## What the task asks
In the records below, find the line with "Reviewer note: confirm that each instance of the suv tire"; retype that line and all the following lines through the end, exactly, and add nothing.

## Supplied data
══════
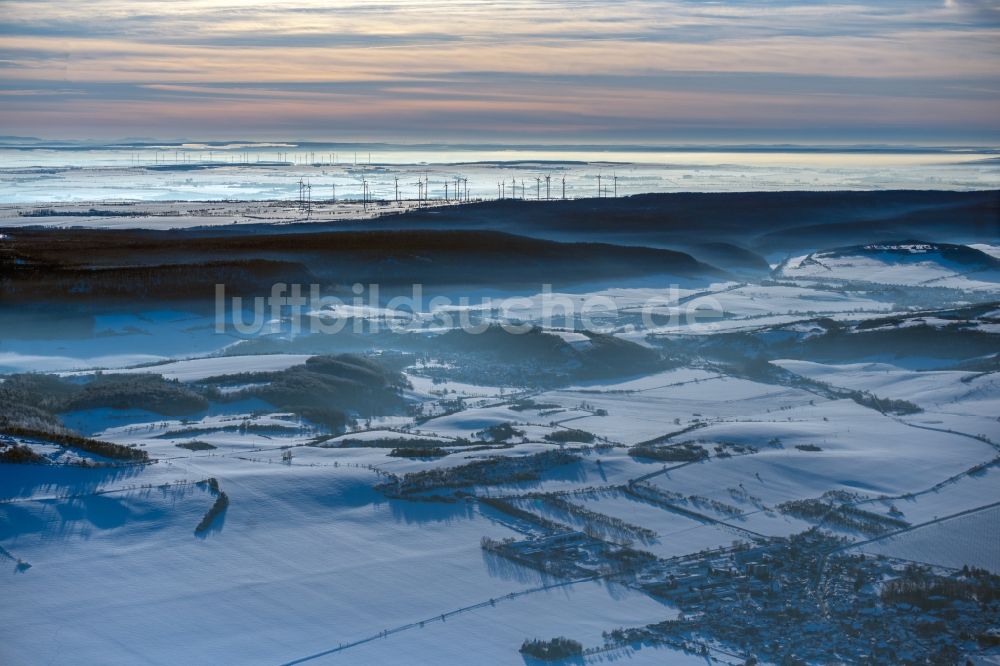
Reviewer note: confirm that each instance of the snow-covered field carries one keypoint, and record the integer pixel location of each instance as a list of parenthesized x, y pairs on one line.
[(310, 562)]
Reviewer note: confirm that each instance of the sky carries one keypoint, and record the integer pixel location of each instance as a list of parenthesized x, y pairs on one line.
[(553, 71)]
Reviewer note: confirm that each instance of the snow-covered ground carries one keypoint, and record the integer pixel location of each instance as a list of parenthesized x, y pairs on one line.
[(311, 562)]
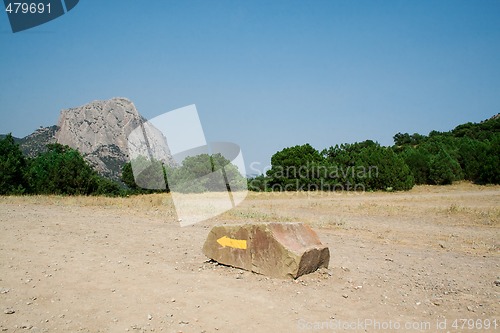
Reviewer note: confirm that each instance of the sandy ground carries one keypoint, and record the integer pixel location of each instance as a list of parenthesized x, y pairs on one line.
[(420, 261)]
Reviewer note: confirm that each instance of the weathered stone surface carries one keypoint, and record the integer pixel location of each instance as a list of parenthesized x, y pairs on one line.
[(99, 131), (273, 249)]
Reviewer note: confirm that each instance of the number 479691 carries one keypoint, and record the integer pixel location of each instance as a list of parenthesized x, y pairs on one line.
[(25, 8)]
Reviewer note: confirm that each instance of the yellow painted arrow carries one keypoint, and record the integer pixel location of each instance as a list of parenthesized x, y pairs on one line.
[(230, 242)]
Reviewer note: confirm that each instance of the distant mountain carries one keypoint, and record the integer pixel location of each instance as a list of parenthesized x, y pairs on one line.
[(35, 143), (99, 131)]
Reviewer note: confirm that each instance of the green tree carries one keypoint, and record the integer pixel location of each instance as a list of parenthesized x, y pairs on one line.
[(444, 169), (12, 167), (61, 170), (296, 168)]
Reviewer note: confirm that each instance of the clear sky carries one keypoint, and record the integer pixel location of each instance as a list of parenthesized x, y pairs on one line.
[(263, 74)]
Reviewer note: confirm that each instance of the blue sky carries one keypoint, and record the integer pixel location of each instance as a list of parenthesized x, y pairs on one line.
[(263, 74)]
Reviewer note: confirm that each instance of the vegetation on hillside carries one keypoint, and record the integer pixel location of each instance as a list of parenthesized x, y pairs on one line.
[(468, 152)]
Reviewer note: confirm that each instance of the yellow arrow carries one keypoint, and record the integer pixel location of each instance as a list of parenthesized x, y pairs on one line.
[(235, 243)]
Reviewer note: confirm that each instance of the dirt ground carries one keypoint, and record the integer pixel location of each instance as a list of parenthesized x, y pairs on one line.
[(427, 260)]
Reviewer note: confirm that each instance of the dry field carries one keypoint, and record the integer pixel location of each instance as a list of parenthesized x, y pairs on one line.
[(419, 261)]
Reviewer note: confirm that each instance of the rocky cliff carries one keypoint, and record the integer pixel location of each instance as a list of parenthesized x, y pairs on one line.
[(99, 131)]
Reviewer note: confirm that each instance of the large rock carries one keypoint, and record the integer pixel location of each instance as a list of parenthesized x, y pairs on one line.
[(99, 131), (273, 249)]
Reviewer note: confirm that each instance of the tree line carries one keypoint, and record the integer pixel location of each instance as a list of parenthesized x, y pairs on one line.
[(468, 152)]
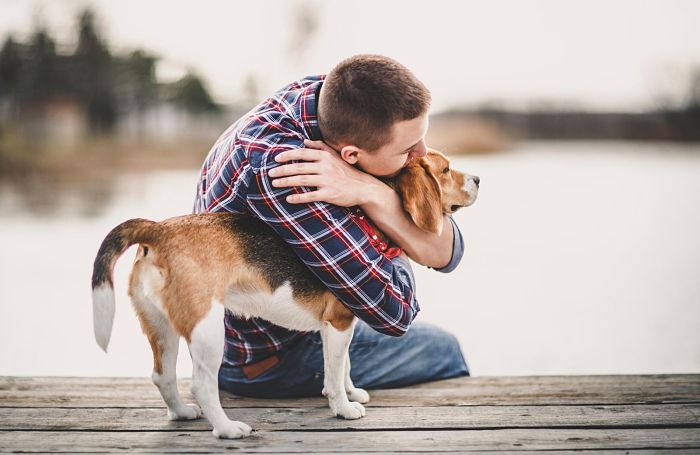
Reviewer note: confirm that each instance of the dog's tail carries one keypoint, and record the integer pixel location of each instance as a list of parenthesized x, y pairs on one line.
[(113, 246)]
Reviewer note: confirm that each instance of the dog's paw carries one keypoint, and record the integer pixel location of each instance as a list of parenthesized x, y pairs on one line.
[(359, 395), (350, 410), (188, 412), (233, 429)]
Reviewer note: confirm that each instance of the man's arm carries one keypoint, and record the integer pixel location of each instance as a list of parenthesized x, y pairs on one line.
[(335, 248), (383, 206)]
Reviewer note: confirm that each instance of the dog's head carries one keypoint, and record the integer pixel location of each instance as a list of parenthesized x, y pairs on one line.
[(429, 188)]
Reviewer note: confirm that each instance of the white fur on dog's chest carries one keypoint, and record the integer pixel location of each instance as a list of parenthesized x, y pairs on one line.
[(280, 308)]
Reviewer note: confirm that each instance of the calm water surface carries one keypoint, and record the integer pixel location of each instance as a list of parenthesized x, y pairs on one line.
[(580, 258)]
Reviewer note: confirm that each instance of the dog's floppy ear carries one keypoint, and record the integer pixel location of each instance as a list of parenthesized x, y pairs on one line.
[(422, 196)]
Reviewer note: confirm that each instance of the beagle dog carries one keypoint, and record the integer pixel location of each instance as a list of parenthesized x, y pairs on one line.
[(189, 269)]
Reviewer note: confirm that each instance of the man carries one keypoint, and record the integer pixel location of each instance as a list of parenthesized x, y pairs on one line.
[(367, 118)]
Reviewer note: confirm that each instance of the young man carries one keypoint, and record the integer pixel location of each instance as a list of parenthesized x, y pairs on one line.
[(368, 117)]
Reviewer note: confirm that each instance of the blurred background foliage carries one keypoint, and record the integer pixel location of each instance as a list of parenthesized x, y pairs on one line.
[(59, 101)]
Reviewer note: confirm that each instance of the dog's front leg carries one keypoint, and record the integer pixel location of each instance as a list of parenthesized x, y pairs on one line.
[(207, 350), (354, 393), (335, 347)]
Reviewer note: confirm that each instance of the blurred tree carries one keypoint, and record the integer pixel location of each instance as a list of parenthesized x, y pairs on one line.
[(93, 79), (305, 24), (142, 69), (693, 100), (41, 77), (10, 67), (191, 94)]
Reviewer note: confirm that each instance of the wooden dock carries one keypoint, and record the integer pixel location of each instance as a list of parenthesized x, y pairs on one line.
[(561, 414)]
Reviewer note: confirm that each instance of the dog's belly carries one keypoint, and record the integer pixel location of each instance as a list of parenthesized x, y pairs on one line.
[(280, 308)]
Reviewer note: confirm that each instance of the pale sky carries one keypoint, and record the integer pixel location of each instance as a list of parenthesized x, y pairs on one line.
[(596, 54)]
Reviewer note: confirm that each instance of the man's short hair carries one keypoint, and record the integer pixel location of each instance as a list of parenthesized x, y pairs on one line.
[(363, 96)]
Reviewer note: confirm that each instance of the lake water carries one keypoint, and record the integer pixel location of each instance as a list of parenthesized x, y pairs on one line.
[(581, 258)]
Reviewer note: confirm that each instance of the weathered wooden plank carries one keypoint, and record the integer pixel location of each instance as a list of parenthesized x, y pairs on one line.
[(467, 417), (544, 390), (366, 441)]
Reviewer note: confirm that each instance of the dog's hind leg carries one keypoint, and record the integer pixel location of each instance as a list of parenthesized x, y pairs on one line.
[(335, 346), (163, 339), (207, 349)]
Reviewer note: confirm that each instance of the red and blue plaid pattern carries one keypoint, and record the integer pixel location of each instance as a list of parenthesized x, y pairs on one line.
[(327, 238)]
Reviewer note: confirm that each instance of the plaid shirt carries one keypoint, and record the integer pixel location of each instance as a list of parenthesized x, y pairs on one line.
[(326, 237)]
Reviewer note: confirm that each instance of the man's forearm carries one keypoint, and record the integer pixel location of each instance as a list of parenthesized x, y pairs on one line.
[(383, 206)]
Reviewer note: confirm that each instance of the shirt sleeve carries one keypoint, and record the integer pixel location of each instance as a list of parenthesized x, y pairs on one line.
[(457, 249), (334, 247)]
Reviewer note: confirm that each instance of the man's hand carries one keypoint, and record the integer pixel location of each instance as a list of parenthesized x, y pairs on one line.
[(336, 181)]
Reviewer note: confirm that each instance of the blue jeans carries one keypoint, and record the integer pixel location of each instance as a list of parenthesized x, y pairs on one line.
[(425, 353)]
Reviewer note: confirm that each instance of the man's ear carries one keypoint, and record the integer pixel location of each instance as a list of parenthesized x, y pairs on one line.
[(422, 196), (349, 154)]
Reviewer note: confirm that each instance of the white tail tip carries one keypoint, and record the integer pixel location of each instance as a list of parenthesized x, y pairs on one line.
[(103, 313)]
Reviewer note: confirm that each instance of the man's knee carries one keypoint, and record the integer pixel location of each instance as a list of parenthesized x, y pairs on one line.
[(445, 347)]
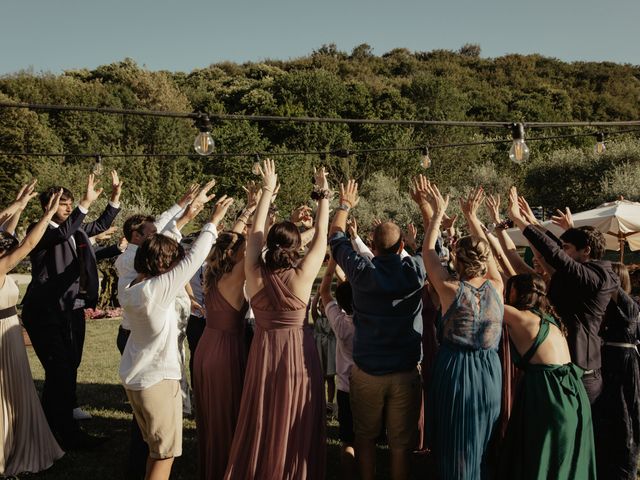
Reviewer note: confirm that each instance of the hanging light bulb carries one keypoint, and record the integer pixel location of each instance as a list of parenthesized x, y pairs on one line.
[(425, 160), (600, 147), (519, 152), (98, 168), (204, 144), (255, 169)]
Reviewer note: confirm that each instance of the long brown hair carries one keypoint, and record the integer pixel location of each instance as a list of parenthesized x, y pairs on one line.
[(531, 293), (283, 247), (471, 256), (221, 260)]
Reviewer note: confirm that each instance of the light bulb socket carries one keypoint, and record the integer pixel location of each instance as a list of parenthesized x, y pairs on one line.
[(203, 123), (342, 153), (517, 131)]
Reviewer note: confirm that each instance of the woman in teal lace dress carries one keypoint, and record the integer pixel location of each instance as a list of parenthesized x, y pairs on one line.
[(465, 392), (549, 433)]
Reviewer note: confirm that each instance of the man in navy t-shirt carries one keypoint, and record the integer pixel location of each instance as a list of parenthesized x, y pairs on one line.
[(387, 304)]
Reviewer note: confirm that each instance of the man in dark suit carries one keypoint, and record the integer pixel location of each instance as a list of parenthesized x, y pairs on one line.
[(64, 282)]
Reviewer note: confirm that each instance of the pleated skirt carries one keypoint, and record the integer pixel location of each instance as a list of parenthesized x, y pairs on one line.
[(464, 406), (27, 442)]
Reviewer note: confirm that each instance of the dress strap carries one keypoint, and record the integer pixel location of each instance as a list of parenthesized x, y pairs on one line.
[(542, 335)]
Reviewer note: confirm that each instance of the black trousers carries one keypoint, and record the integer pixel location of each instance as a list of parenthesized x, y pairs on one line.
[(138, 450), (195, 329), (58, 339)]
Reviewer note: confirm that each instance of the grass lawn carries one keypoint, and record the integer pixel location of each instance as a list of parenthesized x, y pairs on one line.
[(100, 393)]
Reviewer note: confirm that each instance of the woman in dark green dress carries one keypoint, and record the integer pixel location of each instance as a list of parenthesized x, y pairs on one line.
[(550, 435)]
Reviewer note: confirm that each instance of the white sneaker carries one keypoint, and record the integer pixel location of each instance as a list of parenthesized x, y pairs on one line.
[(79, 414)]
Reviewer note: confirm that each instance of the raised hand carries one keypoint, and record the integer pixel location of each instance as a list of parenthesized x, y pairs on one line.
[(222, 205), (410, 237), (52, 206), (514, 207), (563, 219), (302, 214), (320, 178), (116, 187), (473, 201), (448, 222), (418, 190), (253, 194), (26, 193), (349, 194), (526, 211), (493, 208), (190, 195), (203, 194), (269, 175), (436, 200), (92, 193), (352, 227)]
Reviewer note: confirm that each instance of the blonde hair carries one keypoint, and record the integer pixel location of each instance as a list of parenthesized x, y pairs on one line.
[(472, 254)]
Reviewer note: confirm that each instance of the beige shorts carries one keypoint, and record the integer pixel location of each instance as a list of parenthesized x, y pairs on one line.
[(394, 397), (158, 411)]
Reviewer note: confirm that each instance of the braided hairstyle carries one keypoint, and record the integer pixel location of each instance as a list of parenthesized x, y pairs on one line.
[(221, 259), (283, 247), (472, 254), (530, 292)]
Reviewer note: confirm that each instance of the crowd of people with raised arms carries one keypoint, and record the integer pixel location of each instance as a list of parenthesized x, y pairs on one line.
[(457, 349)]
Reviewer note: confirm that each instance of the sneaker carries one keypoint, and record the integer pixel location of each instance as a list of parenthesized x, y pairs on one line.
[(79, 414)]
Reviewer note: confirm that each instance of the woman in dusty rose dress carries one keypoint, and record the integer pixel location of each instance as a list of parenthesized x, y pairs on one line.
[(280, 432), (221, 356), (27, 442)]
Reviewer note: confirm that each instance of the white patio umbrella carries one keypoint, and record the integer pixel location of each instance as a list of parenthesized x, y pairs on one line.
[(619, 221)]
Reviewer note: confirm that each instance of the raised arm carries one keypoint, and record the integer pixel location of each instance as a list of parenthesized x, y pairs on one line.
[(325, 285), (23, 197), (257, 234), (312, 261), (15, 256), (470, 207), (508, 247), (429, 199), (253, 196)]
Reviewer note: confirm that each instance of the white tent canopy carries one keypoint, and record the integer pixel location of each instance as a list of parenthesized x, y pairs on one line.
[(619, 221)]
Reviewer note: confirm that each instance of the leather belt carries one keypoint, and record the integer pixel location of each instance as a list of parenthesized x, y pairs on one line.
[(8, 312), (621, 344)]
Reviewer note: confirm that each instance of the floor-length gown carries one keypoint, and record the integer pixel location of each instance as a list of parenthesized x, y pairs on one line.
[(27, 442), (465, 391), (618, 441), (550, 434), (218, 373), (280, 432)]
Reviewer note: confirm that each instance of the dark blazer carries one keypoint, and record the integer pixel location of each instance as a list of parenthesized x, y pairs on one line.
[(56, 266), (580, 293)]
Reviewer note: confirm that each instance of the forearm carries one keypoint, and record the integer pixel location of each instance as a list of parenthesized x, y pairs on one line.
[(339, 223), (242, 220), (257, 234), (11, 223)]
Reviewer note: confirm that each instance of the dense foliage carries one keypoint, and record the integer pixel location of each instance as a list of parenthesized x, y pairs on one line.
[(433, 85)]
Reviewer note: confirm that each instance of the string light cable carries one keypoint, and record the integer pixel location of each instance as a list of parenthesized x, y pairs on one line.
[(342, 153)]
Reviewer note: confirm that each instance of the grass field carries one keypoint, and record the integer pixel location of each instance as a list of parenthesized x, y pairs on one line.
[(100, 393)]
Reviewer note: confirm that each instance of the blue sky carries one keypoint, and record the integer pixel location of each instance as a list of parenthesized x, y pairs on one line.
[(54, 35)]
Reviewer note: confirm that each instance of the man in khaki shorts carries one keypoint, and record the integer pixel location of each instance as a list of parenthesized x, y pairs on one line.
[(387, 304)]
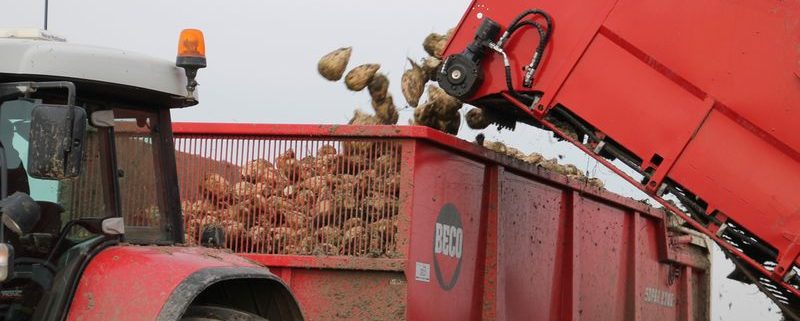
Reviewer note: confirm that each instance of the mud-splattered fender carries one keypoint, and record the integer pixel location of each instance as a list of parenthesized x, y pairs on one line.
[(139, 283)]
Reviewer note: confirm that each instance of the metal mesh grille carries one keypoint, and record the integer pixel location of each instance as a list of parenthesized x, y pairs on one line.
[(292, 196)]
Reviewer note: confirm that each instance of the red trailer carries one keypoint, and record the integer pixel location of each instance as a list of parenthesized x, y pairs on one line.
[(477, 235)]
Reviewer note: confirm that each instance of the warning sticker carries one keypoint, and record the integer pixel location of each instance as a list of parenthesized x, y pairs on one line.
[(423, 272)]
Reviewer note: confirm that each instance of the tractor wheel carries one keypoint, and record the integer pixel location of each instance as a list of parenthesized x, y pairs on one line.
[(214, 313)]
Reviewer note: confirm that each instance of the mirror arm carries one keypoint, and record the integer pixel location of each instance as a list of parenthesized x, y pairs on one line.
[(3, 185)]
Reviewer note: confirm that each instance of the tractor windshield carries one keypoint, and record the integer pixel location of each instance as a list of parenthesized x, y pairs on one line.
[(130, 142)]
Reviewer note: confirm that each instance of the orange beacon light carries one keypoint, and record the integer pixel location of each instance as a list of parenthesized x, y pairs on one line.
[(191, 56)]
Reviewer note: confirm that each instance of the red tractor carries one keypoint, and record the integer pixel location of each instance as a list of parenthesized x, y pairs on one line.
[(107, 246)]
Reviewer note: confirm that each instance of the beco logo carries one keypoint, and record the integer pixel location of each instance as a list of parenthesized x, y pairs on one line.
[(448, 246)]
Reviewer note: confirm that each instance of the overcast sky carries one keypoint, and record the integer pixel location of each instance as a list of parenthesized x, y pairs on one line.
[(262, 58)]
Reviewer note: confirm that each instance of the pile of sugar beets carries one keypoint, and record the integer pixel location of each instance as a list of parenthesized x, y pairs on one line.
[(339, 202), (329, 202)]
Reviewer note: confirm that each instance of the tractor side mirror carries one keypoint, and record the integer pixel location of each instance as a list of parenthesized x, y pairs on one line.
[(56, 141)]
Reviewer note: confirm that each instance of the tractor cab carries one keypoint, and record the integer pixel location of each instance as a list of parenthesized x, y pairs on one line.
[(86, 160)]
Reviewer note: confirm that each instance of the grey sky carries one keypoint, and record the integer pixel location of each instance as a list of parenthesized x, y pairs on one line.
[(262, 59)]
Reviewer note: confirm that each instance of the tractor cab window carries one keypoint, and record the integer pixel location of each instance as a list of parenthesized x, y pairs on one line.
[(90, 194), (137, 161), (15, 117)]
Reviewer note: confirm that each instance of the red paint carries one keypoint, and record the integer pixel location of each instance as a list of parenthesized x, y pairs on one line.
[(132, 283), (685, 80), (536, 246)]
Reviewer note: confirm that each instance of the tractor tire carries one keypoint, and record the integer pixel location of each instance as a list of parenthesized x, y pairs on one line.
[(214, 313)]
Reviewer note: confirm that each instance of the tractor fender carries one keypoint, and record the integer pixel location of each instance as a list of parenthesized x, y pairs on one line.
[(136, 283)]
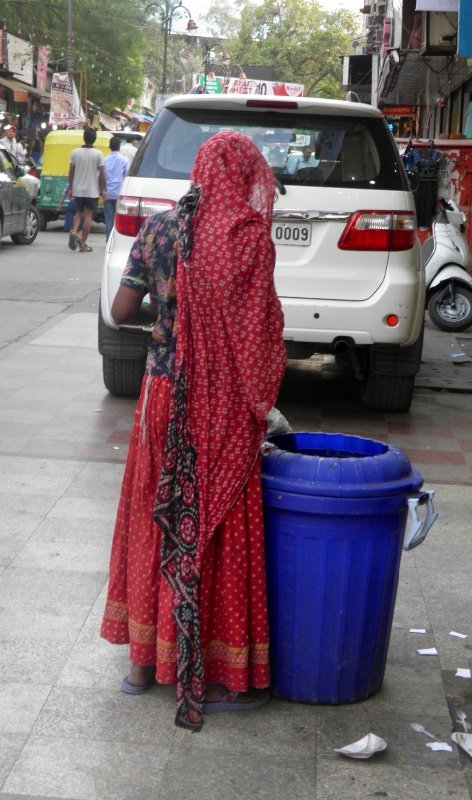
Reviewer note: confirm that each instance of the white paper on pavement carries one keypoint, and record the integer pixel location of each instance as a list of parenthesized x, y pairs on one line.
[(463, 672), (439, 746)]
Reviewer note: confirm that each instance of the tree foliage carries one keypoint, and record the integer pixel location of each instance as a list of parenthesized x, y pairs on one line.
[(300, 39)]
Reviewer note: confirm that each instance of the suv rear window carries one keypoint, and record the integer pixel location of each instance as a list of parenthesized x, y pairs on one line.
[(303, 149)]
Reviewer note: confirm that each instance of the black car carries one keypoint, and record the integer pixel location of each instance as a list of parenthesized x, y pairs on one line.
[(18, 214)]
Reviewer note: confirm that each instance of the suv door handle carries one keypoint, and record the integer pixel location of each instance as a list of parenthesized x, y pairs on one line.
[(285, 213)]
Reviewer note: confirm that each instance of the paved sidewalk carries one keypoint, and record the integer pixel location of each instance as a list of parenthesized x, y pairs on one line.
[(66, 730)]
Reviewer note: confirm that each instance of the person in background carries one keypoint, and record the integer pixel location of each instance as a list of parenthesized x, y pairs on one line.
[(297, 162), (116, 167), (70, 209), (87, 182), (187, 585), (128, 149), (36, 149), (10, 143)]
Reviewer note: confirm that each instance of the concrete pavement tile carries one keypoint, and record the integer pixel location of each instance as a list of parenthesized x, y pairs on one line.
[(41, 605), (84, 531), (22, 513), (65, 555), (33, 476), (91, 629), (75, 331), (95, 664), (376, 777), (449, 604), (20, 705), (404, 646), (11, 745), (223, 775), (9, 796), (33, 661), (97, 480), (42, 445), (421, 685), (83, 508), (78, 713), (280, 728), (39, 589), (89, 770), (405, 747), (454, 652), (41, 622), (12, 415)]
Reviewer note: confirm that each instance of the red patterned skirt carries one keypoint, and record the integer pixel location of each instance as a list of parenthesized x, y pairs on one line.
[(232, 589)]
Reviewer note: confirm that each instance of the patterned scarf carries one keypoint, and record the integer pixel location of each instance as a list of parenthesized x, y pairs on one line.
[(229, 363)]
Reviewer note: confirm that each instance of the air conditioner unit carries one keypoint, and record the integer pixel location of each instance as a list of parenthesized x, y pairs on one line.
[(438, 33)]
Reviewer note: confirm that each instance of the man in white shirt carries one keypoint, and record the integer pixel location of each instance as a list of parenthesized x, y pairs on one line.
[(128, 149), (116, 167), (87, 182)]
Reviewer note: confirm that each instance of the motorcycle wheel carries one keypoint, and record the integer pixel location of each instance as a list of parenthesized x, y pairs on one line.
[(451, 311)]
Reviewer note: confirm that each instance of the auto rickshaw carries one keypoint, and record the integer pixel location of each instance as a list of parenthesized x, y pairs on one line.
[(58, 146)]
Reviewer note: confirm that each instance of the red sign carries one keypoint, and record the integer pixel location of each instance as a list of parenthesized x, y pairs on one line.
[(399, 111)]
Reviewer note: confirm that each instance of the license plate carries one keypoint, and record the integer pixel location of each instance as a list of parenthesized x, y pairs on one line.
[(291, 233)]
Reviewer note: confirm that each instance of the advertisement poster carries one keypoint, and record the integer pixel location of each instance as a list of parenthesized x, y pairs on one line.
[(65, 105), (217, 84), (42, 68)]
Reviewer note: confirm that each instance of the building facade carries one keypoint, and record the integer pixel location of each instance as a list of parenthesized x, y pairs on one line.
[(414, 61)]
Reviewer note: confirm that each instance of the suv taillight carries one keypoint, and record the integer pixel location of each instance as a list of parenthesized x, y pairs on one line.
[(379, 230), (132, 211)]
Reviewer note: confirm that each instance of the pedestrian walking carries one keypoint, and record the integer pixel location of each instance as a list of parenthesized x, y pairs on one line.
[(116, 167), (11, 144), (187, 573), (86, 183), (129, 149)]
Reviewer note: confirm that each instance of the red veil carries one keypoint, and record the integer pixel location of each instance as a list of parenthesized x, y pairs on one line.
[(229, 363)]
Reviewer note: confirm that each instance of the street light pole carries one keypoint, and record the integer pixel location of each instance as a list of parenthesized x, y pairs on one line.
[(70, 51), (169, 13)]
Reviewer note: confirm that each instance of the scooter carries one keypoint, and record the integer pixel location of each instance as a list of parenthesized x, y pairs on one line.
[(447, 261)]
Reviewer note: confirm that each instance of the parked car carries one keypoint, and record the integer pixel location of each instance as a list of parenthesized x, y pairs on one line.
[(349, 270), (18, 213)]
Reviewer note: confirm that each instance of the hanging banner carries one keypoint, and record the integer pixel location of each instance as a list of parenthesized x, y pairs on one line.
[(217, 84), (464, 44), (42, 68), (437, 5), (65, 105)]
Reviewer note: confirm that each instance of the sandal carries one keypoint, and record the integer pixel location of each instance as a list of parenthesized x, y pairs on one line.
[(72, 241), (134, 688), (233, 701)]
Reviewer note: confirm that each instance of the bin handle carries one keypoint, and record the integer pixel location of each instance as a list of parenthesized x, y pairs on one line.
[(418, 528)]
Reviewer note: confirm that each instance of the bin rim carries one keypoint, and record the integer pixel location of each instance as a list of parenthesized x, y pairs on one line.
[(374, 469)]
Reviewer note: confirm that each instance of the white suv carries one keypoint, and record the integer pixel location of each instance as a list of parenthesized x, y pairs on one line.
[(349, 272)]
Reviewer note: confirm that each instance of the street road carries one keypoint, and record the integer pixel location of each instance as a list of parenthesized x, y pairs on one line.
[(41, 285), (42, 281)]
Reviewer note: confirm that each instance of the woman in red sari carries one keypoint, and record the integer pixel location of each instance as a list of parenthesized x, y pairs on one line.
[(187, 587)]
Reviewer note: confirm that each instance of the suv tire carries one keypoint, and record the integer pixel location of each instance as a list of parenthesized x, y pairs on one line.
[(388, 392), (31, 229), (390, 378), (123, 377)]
══════
## Task response
Reviewer note: confirm that each instance of the suv tire carries one keypoint, and record the integer pixel location of each instance as a list of parenthesized x, y pairs on one line.
[(388, 392), (31, 229), (390, 378), (123, 377)]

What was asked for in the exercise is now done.